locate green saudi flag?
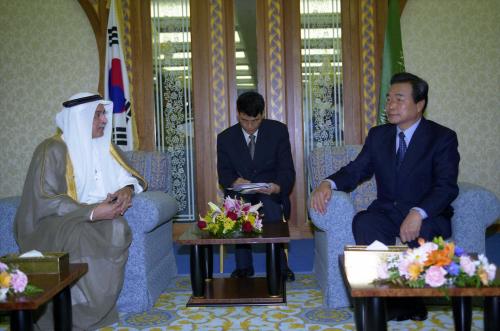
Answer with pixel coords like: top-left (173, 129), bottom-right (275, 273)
top-left (378, 0), bottom-right (405, 124)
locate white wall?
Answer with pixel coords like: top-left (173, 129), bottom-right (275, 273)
top-left (402, 0), bottom-right (500, 197)
top-left (0, 0), bottom-right (98, 198)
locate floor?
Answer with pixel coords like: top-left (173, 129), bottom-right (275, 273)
top-left (98, 274), bottom-right (487, 330)
top-left (1, 235), bottom-right (497, 330)
top-left (1, 274), bottom-right (486, 331)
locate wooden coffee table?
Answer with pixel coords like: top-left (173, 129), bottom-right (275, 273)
top-left (0, 263), bottom-right (88, 331)
top-left (176, 222), bottom-right (290, 306)
top-left (340, 255), bottom-right (500, 331)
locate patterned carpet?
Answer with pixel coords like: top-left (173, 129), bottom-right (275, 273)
top-left (0, 274), bottom-right (486, 330)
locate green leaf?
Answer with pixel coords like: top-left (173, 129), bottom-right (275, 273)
top-left (23, 284), bottom-right (43, 296)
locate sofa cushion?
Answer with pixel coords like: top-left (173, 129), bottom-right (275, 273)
top-left (124, 151), bottom-right (172, 193)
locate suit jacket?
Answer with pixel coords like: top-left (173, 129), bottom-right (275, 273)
top-left (329, 118), bottom-right (460, 219)
top-left (217, 119), bottom-right (295, 216)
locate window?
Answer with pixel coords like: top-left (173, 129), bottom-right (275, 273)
top-left (301, 0), bottom-right (344, 191)
top-left (151, 0), bottom-right (195, 221)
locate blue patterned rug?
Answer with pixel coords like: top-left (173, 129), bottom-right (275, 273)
top-left (0, 274), bottom-right (486, 330)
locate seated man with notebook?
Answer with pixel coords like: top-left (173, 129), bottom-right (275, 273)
top-left (217, 91), bottom-right (296, 281)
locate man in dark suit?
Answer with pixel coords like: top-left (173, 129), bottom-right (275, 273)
top-left (217, 91), bottom-right (296, 281)
top-left (310, 72), bottom-right (460, 321)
• • • • • • •
Leave the pictures out, and restate exactly the lines from the start of the records through the one that contains "locate white wall?".

TASK SOLUTION.
locate green saudi flag?
Answer with pixel coords like: top-left (173, 129), bottom-right (275, 273)
top-left (378, 0), bottom-right (405, 124)
locate white wall?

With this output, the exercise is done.